**** SELECTED TEXT

In 2004, I was diagnosed with Ulcerative Colitis. Not a particularly pleasant chronic illness and one that really stretched me emotionally and mentally. I will not bore you with the graphic details of 2 years of hell but rather take you to a conversation I had with my specialist in August of 2006:
“Justin I am going to bring you in to hospital for a week and pump you with a series of drugs. For some people this works. But should it not work, then we will remove your bowel, give you a bag for 3 months before you undergo further surgery and we make a pouch for you.”
My response...“Holy Shit!”
I knew I was sick but it was this conversation that scared me. I had very little time to contemplate this as he was booking me to enter hospital in just 3 days! My life was going on hold for a week and then quite probably another 12 weeks!
As I left his surgery, his last words run through my head every day – including today:
“You know Justin there is a percentage of people that I tell I am going to remove their bowel and they tell me no thanks! They say they will focus on the positives and everyone that tells me positive thinking will ‘save’ them . . . saves them!”
I walked away that day with the most positive thoughts possible to save my bowel and my lifestyle! And today, while still taking medication I am feeling healthy and always positive.
But in the 2 years leading up to that conversation I went through the ups and downs of illness. Some days, I simply couldn’t get off the couch. For a week I may not eat anything and just drink red Powerade. I would go weeks without working out. I was pumping steroids into my body, which blew me up like a beach ball and sent me on massive mood swings.
At the time, I was not depressed - I have too many happy, positive people around me - but I sure could see how mentally debilitating a body illness could be. I was not going to fall into that category and be another medical statistic.
When possible through my acute illness I always tried to exercise or do some activity. Sometimes it was near impossible but I battled through and I now know that is what got me through mentally. The activitiy reduced the development of depression and stopped me from feeling sorry for myself.

********

Continue the account of living with ulcerative colitis from where it stops.

**** DATA EXTRACTS

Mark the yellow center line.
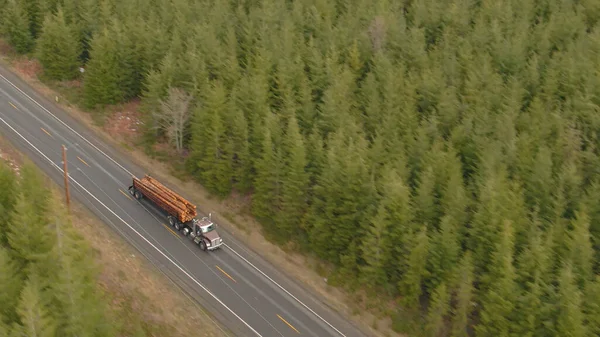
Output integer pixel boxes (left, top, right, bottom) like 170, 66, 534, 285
40, 128, 54, 138
215, 266, 237, 283
77, 156, 91, 167
162, 224, 179, 239
119, 188, 133, 200
277, 315, 300, 333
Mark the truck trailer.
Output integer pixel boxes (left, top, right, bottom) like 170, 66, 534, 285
129, 174, 223, 251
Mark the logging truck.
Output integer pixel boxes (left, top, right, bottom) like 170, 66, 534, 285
129, 175, 223, 251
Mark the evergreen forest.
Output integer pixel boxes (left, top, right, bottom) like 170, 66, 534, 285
0, 161, 131, 337
0, 0, 600, 337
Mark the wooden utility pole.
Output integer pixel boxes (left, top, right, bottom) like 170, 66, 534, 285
63, 145, 71, 209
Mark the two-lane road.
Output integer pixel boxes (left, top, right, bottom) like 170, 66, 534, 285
0, 68, 365, 337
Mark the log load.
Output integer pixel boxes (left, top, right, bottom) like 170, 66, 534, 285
133, 175, 198, 223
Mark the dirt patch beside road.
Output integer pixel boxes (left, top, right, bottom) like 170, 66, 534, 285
0, 136, 228, 337
0, 46, 400, 337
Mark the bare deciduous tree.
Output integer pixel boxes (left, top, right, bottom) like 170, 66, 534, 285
154, 88, 192, 153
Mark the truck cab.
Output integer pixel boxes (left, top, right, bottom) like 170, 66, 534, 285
183, 216, 223, 250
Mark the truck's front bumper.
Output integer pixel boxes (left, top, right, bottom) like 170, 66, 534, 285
206, 242, 223, 250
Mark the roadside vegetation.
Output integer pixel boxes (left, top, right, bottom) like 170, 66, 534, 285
0, 0, 600, 336
0, 137, 227, 337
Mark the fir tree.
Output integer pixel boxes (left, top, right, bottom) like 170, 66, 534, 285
189, 82, 233, 197
277, 115, 308, 237
556, 264, 587, 337
396, 226, 430, 309
252, 110, 283, 228
0, 246, 21, 321
569, 211, 594, 288
451, 251, 475, 337
475, 221, 517, 337
83, 28, 124, 108
2, 0, 35, 54
425, 283, 450, 337
36, 7, 81, 81
0, 162, 17, 246
584, 275, 600, 336
12, 277, 57, 337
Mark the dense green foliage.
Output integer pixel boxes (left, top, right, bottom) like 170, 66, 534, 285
3, 0, 600, 336
0, 161, 156, 337
0, 162, 118, 337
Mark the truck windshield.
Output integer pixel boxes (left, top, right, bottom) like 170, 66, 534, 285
200, 224, 215, 233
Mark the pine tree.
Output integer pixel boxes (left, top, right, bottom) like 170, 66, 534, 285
0, 162, 17, 246
396, 226, 430, 309
12, 275, 57, 337
427, 216, 460, 291
0, 246, 21, 321
252, 110, 283, 228
556, 264, 587, 337
1, 0, 35, 54
49, 196, 116, 336
425, 283, 450, 337
277, 115, 308, 237
36, 7, 81, 81
568, 210, 594, 288
7, 194, 53, 266
83, 28, 124, 108
414, 167, 437, 228
309, 126, 375, 263
189, 82, 233, 197
227, 94, 252, 192
475, 221, 518, 337
516, 228, 553, 337
451, 251, 475, 337
584, 275, 600, 336
360, 211, 391, 291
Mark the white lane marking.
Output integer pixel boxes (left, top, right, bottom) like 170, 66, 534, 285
0, 117, 262, 337
223, 243, 346, 337
0, 74, 346, 337
0, 74, 133, 176
125, 197, 283, 336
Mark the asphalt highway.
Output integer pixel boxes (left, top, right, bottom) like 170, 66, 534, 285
0, 66, 366, 337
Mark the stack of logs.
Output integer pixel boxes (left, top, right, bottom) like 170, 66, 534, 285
134, 175, 197, 223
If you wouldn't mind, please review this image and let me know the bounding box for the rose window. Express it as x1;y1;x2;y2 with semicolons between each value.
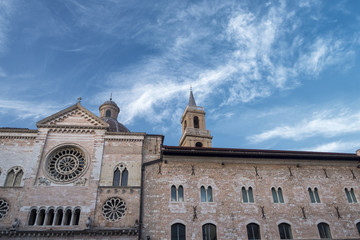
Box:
46;147;87;182
102;197;126;221
0;199;9;219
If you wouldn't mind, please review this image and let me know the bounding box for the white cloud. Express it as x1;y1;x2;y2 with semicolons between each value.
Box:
93;1;353;126
302;141;360;153
0;99;64;120
248;110;360;143
0;0;14;52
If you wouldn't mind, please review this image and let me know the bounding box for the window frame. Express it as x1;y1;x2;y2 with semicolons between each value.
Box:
170;223;186;240
317;222;332;239
202;223;217;240
246;223;261;240
278;222;293;239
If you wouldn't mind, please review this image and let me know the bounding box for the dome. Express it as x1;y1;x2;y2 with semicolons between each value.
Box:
101;117;130;132
99;100;120;112
99;98;130;132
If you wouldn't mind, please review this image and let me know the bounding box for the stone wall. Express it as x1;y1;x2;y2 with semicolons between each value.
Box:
144;156;360;240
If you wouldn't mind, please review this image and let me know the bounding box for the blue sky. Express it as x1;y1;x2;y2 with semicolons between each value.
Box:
0;0;360;153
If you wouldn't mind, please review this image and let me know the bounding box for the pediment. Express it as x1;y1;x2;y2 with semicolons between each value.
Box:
36;103;109;129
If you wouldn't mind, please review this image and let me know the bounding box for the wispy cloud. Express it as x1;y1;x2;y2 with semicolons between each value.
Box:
248;110;360;144
0;0;15;52
90;1;354;127
302;141;360;153
0;99;64;120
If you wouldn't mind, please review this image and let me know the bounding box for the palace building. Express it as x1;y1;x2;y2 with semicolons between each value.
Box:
0;91;360;240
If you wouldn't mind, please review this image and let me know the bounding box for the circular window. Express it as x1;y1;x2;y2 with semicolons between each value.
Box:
46;147;87;182
0;198;9;219
102;197;126;221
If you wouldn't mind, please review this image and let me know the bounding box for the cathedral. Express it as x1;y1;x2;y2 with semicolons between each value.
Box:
0;91;360;240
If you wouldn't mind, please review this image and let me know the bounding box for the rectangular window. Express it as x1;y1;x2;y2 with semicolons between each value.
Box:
345;188;357;203
271;188;284;203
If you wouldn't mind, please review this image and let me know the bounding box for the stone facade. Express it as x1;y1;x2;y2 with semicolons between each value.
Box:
0;103;163;239
144;149;360;239
0;93;360;240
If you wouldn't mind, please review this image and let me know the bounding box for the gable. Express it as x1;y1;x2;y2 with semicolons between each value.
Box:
36;103;109;129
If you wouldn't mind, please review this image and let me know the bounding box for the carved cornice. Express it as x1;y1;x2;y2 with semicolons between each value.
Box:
49;126;95;134
0;226;138;239
36;103;109;129
105;138;144;142
0;128;38;133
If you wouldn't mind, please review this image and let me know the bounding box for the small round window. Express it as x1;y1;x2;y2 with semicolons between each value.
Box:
46;147;87;183
0;198;9;220
102;197;126;222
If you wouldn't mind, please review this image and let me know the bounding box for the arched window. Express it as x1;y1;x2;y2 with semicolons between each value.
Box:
171;223;186;240
36;209;45;226
308;188;320;203
202;223;217;240
5;167;24;187
318;223;332;239
113;169;120;187
200;186;206;202
73;208;80;225
46;209;55;225
278;223;292;239
113;163;129;187
207;186;213;202
195;142;202;147
171;185;177;202
345;188;357;203
55;208;64;225
178;185;184;202
271;188;284;203
171;185;184;202
200;186;213;202
121;168;129;187
241;187;248;203
246;223;261;240
271;188;279;203
241;187;254;203
194;116;199;128
248;187;254;202
28;209;37;225
64;209;72;225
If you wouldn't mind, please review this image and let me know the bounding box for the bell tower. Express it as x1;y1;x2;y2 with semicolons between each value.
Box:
179;89;213;147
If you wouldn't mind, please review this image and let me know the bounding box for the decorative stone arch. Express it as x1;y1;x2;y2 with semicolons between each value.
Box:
113;162;129;187
27;207;38;226
4;166;25;187
276;219;293;226
53;207;65;226
71;206;81;225
102;197;127;222
193;116;200;128
315;219;330;226
63;207;73;226
45;206;56;226
170;219;186;227
35;206;46;226
0;197;10;220
43;143;91;184
245;218;261;227
105;109;111;117
201;219;218;228
195;142;203;147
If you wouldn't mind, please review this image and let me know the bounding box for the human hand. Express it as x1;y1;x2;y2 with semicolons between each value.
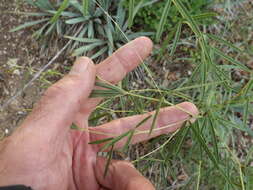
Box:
0;37;198;190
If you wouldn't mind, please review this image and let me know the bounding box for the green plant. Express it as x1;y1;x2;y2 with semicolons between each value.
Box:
84;0;253;189
11;0;151;59
10;0;253;190
124;0;211;40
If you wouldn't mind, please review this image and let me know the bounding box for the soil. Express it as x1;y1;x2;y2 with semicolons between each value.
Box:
0;0;51;139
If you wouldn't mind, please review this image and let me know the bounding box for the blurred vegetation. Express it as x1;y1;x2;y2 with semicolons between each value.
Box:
10;0;253;190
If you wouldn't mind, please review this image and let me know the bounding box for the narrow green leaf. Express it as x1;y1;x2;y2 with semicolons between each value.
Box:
205;34;243;53
192;12;218;20
100;131;131;152
170;21;182;56
122;129;135;152
73;42;104;56
95;82;125;94
156;0;171;42
10;18;49;32
211;47;252;73
191;123;231;184
134;115;152;129
172;0;202;37
64;36;103;43
243;99;250;127
208;115;219;161
149;97;164;135
128;0;135;28
104;145;113;178
91;47;108;59
123;115;152;151
175;123;190;157
90;90;120;98
45;23;56;36
65;16;90;24
50;0;69;23
89;138;113;144
83;0;90;16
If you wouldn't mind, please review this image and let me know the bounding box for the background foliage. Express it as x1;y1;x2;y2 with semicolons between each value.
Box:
9;0;253;190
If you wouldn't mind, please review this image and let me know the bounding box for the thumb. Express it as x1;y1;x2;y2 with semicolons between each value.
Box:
95;158;155;190
17;57;96;139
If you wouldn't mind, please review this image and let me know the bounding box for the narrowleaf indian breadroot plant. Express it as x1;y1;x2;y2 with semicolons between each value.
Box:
11;0;152;60
10;0;253;190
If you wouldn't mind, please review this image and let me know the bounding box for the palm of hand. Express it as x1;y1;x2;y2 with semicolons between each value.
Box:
0;38;197;190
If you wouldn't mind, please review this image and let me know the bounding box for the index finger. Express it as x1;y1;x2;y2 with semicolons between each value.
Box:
89;102;198;149
80;37;153;114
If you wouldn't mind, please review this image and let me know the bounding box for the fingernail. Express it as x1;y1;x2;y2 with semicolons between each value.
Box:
69;57;91;74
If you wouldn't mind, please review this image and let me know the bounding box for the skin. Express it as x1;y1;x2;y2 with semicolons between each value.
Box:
0;37;198;190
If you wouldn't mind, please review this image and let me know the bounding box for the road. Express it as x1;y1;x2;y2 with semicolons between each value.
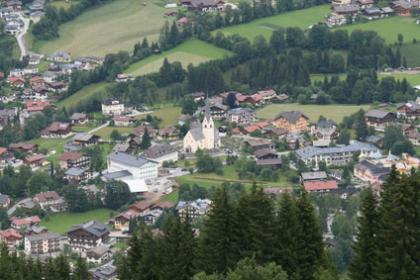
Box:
16;13;29;60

********

[TASK RESPONSE]
Early in 2008, I saw on breakfast TV, Garry McDonald interviewed about depression. And the final question the host asked was how do you reduce depression. The answer was physical exercise.
And that sparked my interest. My personal mission is to get more people physically active, in order to reduce health care burden on our country and I think I had found an organisation that believed in the importance of exercise to help prevent depression and mental illness.
Beyond Blue’s mission is to provide a national focus and community leadership to increase the capacity of the broader Australian community to prevent depression and respond effectively.
They aim to build a society that understands and responds to the personal and social impact of depression, works actively to prevent it, and improves the quality of life for everyone affected.
Through our association with Beyond Blue we will learn how we can help them above and beyond raising money. But we will have a regular article in the Active Report on depression and what is happening at Beyond Blue.
On all our invoices there will be an optional donation of $20 that will be given direct to Beyond Blue. You do not have to pay it but it is an option.
I hope that over my time working with Beyond Blue, I can influence people with positive thoughts and actions to change their lives as my positive thoughts and actions changed my life!